Please take the records that follow and repeat exactly the lines starting with the line with "Query: blue jeans" and going on through the line with "(611, 1053)".

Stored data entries
=====
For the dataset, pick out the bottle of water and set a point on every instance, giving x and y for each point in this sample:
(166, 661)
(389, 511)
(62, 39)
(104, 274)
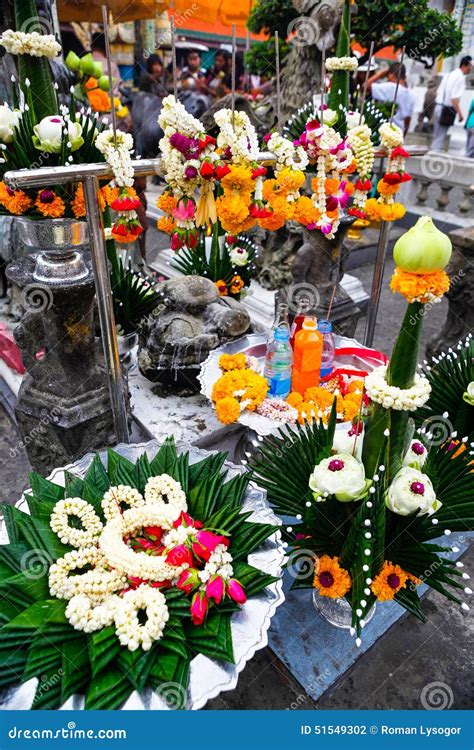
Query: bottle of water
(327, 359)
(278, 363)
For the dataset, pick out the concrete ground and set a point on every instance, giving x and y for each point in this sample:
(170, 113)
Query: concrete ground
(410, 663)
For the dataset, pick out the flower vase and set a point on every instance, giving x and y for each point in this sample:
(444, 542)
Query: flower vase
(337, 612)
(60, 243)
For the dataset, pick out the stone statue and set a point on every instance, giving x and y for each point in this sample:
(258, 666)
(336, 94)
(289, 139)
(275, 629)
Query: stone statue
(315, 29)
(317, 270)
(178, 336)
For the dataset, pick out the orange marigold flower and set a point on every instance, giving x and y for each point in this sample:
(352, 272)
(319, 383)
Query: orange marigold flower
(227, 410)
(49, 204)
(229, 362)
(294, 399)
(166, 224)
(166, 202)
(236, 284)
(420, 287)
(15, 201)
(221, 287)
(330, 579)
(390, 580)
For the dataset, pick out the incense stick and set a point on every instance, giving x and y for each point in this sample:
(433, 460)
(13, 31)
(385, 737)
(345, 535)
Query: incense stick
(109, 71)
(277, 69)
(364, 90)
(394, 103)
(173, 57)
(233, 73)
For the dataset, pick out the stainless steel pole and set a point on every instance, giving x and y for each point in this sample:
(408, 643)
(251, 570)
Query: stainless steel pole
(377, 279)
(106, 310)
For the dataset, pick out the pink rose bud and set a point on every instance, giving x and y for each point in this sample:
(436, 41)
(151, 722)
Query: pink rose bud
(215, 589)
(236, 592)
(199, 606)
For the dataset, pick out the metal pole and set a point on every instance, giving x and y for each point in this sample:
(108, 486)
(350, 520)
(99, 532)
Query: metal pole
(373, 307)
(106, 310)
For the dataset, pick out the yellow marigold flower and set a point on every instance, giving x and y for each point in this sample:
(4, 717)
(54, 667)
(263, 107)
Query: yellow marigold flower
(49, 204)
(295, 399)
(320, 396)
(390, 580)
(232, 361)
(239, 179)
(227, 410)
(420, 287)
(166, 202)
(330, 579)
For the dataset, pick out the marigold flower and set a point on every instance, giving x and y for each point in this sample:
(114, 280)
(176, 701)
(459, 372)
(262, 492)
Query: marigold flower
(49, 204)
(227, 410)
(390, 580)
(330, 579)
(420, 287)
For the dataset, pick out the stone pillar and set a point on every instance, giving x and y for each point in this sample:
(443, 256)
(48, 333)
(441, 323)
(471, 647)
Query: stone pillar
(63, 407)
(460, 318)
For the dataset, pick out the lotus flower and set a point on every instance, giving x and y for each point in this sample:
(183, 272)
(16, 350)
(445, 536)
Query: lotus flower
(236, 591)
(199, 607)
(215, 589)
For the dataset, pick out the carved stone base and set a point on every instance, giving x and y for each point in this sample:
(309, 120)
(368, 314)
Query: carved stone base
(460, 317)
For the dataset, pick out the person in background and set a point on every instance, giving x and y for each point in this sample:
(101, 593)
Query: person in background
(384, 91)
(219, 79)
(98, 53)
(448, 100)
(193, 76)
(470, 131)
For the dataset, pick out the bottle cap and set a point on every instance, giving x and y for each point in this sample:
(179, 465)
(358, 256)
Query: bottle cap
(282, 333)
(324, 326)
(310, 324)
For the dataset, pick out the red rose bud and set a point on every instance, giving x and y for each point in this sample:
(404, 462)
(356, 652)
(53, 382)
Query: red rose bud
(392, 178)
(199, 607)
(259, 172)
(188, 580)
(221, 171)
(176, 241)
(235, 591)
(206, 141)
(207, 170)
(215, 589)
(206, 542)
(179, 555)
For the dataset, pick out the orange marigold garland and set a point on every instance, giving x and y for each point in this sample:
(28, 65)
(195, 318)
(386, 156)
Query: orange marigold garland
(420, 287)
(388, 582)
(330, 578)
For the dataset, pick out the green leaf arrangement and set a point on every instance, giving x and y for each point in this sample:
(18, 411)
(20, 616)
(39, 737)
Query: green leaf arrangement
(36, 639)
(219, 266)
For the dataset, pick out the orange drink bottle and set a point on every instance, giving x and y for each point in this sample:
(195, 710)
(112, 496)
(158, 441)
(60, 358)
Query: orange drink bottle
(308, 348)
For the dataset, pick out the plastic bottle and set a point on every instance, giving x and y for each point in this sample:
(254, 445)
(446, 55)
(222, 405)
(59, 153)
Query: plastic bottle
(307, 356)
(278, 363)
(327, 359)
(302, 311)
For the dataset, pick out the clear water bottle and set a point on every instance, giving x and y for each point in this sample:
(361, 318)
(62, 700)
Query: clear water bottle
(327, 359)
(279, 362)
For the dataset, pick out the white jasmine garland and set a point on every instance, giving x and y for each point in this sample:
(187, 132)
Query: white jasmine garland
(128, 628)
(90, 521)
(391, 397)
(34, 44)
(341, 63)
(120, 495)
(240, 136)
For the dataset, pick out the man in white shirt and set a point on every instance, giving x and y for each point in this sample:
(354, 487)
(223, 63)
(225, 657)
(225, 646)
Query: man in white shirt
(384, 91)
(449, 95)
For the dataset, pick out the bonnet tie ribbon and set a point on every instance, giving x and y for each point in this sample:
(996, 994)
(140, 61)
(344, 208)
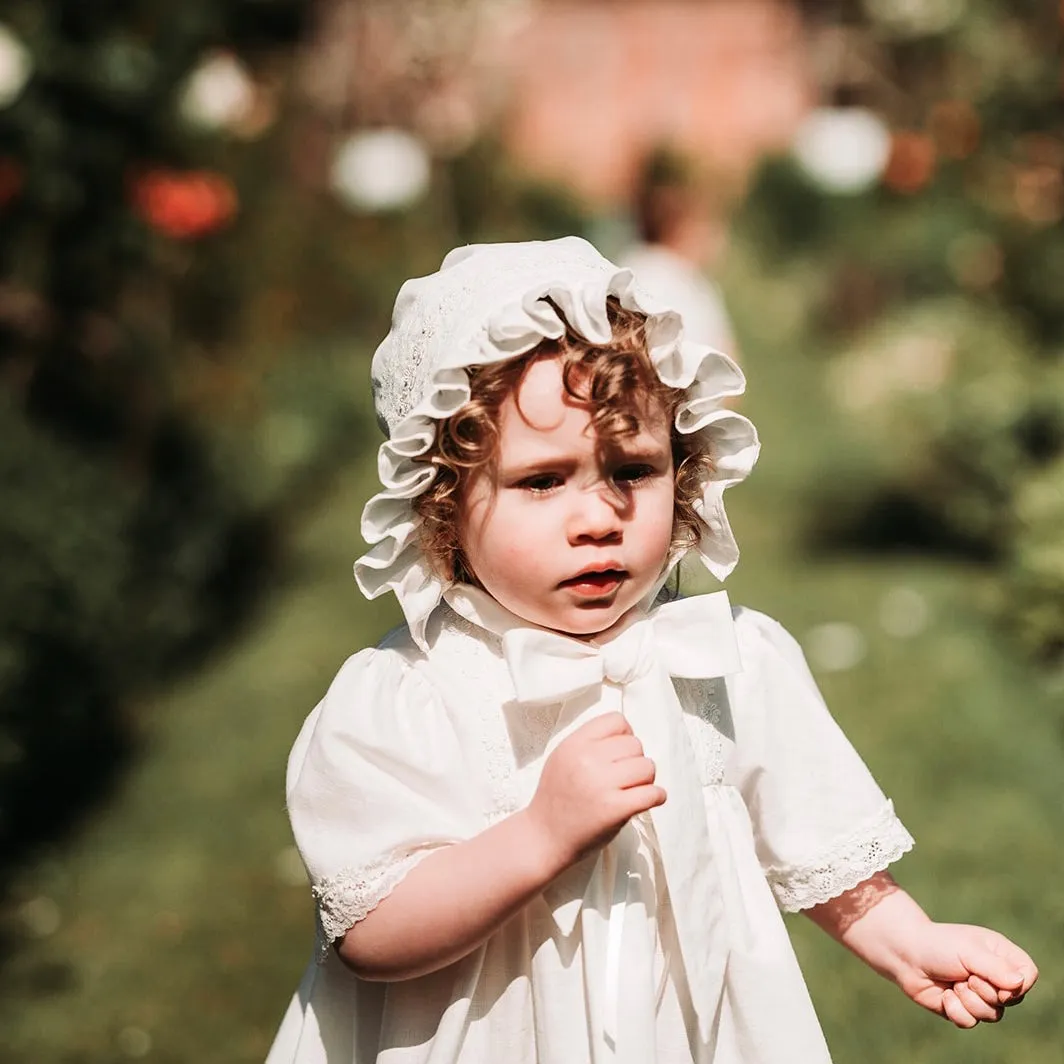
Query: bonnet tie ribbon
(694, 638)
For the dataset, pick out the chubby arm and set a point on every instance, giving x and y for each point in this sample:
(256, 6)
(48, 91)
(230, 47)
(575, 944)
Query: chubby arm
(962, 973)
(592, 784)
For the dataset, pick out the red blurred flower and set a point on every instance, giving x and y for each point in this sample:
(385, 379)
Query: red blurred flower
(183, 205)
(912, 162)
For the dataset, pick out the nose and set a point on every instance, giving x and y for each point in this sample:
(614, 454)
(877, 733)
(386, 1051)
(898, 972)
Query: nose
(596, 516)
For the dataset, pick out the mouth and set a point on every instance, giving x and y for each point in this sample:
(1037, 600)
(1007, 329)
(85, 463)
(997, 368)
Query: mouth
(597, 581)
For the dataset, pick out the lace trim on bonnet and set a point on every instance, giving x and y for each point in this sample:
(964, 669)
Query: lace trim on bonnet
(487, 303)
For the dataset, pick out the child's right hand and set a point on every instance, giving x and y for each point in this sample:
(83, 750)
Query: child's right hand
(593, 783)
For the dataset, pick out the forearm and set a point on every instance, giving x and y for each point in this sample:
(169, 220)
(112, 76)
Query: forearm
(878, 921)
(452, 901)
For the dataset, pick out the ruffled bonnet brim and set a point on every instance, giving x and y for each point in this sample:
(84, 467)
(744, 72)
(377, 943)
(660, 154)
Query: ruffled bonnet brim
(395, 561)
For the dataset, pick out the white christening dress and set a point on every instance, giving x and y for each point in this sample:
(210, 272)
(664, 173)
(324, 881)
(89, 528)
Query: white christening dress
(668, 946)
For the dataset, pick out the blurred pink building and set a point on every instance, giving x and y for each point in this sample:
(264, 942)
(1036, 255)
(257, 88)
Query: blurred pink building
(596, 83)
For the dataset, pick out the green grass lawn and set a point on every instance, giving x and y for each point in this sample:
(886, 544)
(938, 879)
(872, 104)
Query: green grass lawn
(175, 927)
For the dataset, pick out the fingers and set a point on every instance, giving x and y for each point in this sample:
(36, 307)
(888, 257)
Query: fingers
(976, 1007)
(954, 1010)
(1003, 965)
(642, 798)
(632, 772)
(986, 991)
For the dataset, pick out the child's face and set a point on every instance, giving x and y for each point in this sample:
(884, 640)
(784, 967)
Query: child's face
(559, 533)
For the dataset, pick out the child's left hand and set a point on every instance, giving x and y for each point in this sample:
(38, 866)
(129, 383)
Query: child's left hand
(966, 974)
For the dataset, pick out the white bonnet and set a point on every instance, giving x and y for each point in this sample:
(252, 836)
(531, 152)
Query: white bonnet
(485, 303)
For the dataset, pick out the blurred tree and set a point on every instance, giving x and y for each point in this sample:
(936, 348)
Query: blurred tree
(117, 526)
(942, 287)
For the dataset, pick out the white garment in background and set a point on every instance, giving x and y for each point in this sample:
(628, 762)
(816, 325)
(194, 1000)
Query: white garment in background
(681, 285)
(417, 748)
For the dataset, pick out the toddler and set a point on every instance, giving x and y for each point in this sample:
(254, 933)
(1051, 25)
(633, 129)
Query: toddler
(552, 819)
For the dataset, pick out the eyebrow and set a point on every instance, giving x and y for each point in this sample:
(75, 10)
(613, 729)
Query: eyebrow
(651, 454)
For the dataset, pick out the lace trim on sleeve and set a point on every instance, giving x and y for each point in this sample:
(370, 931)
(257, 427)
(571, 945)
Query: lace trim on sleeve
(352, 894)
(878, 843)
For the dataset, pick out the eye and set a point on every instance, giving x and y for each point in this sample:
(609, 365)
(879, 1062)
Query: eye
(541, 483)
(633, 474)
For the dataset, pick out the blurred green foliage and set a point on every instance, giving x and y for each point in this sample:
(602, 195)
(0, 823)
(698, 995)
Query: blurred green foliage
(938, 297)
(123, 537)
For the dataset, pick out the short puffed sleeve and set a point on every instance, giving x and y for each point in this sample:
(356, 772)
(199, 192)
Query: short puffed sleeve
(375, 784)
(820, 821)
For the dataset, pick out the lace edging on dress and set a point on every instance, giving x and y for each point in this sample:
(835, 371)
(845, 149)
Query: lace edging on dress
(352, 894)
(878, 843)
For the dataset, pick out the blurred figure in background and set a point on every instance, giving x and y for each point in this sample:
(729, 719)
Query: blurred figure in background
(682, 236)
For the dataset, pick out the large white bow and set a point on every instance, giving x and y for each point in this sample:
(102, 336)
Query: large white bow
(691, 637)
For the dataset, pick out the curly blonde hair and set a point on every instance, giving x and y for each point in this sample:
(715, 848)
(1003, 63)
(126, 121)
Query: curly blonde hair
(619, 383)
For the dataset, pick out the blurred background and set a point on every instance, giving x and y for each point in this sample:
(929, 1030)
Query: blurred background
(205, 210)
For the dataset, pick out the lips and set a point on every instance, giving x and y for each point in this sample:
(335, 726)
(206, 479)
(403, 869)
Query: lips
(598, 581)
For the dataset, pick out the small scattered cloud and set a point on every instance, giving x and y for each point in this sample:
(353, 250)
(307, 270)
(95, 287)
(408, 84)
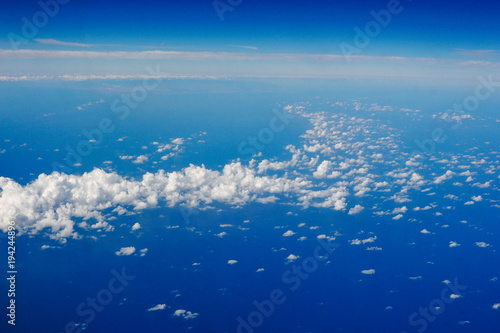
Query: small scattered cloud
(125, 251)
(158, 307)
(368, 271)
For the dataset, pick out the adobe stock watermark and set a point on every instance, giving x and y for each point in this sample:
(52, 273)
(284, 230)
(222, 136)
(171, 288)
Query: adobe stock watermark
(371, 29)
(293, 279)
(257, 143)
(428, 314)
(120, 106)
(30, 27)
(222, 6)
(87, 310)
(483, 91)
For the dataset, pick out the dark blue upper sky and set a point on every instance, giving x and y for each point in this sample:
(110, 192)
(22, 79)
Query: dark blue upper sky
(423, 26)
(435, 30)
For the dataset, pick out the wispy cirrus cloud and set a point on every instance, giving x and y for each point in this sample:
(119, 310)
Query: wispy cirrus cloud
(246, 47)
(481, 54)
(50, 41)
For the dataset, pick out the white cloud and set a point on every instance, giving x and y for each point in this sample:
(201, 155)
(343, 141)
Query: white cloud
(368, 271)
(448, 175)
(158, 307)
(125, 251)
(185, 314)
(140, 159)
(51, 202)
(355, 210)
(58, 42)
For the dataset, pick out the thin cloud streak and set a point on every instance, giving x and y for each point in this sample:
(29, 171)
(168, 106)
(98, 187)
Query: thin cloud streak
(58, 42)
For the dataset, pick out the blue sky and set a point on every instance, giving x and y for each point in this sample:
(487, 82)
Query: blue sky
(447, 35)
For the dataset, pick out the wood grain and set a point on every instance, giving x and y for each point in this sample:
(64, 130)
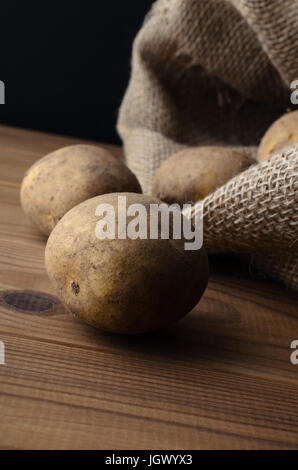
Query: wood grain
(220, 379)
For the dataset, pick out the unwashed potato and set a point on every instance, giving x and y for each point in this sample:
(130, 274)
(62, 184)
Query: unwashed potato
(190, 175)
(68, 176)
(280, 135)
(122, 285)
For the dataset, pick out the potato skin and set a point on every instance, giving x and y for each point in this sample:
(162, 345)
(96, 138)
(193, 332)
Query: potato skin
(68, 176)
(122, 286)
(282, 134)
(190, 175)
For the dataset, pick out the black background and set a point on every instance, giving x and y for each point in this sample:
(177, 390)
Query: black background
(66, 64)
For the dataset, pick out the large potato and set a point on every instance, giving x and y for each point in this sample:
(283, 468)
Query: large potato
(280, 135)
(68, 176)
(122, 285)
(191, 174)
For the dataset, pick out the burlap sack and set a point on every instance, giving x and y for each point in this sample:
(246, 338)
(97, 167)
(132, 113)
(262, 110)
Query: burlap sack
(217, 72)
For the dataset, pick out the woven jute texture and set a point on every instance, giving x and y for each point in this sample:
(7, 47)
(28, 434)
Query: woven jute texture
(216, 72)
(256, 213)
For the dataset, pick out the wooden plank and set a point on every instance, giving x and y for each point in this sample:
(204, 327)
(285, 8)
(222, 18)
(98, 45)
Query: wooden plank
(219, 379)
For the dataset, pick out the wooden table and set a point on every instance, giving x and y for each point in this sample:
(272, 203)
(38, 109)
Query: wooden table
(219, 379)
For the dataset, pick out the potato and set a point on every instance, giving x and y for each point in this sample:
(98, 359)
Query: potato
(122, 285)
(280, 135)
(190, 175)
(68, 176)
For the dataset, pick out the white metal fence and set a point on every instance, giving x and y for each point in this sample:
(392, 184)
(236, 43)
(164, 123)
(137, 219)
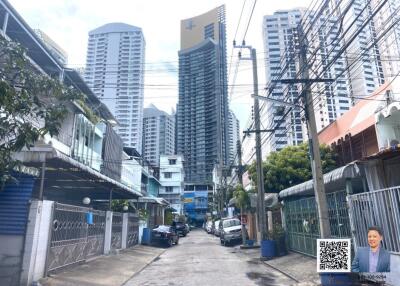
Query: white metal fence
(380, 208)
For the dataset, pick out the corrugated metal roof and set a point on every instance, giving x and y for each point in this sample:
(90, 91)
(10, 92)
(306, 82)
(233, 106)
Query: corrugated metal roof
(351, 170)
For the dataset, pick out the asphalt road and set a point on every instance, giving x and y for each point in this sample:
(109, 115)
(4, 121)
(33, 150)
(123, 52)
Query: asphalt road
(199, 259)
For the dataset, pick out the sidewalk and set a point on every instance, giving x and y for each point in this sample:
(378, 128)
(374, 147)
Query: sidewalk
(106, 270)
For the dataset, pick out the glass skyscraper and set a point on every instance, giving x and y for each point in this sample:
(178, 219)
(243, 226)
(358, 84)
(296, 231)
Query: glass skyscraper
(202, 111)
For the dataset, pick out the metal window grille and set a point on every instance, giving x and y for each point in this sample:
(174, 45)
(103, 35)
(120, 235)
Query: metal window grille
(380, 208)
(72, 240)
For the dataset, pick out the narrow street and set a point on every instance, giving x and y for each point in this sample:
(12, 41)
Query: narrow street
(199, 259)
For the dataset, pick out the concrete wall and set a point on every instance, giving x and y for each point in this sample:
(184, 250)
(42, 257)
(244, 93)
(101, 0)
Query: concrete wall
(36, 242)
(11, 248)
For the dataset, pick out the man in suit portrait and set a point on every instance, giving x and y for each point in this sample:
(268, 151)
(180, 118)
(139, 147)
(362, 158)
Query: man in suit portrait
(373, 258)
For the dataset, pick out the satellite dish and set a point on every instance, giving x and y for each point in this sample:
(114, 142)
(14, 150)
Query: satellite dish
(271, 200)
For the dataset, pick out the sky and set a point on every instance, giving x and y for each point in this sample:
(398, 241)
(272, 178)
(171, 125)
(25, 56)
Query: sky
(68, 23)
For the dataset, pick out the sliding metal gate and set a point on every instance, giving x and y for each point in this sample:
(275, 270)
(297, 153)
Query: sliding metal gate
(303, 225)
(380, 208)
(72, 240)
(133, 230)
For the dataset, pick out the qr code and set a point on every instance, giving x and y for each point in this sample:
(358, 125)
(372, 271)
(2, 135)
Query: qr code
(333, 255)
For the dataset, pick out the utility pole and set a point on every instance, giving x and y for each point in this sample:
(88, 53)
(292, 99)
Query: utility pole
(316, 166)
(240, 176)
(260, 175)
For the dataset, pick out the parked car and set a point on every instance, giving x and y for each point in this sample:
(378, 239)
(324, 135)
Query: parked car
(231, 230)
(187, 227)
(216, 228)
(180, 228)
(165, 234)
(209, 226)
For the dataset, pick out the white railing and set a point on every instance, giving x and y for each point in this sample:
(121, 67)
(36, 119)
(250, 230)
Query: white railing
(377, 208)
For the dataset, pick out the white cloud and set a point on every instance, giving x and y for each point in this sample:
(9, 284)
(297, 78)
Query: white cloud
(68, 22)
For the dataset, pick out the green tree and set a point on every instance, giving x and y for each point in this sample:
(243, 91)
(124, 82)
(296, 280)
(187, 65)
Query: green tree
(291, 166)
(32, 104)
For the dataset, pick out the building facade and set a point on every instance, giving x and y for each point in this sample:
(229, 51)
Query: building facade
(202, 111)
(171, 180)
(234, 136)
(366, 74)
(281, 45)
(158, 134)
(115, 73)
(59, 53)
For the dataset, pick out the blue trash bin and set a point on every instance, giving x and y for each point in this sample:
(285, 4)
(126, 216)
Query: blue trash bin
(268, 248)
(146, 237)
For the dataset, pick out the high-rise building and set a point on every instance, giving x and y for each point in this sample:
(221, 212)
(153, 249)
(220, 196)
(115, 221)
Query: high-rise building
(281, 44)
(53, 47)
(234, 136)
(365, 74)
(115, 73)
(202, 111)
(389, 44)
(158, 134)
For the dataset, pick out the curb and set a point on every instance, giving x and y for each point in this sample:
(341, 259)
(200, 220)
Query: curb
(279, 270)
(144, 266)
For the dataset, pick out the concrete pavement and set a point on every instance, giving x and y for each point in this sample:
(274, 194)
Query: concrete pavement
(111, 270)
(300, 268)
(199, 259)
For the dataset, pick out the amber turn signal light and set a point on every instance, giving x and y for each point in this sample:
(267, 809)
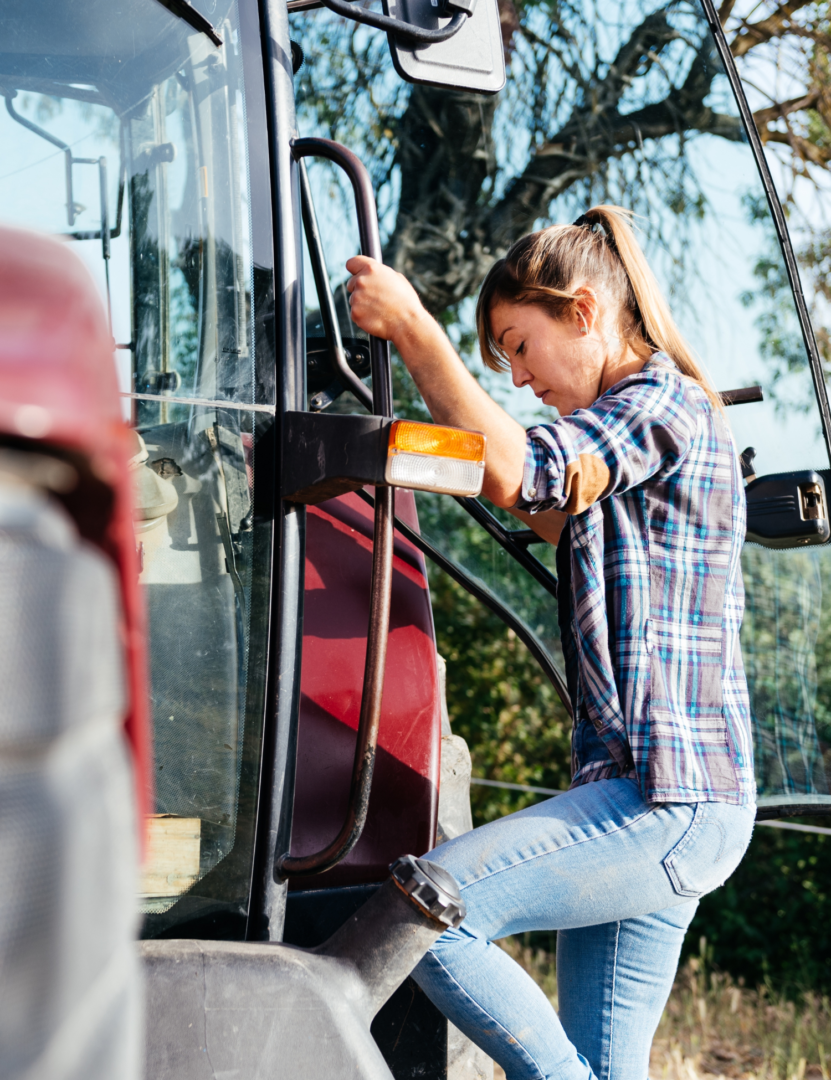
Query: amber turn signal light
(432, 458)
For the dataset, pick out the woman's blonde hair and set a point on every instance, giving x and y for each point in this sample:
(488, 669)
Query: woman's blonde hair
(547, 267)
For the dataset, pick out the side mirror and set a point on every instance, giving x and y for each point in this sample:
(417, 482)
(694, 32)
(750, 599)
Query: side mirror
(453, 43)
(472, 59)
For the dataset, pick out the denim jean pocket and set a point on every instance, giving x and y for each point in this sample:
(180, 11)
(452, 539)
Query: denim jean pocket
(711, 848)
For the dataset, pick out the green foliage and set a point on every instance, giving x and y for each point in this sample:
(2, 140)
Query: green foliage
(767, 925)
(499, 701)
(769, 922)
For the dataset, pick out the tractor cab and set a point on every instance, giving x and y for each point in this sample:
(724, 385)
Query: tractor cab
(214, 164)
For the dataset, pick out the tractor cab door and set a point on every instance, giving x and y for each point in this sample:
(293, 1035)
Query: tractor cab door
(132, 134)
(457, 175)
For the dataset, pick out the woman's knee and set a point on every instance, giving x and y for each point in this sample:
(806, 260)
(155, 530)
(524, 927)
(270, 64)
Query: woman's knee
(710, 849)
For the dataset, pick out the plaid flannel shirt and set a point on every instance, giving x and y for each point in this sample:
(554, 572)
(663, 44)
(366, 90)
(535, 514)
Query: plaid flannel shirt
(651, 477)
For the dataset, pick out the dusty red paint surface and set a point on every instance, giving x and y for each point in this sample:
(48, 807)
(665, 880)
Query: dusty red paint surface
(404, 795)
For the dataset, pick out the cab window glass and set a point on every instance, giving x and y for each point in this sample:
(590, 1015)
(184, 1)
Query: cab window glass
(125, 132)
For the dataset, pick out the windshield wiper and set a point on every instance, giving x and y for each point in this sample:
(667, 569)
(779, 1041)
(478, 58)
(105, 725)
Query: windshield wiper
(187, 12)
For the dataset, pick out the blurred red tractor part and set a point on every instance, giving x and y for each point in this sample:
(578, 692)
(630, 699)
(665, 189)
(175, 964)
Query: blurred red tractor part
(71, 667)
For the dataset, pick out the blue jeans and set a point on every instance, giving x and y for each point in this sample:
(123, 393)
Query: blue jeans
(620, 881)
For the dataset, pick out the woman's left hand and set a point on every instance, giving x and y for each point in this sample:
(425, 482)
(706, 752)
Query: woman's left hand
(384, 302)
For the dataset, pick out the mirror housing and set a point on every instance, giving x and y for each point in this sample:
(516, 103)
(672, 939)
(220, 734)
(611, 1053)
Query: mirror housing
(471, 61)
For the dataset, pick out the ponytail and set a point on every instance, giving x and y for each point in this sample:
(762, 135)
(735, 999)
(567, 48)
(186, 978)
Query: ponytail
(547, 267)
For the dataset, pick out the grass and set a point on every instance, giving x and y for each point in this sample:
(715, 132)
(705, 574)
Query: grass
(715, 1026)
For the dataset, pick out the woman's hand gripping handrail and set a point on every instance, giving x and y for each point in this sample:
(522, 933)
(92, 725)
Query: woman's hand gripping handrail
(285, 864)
=====
◆ **Answer to this problem**
Query: blue jeans
(620, 881)
For the dataset, pick out the woman's left hand and set a point on every instance, giving x and y for each point in this sample:
(425, 482)
(706, 752)
Query: woman's left hand
(384, 302)
For the dataset, pick out the mirror housing and set a point on every instance, giving x and y for each point in this sample:
(516, 103)
(672, 939)
(220, 734)
(611, 1053)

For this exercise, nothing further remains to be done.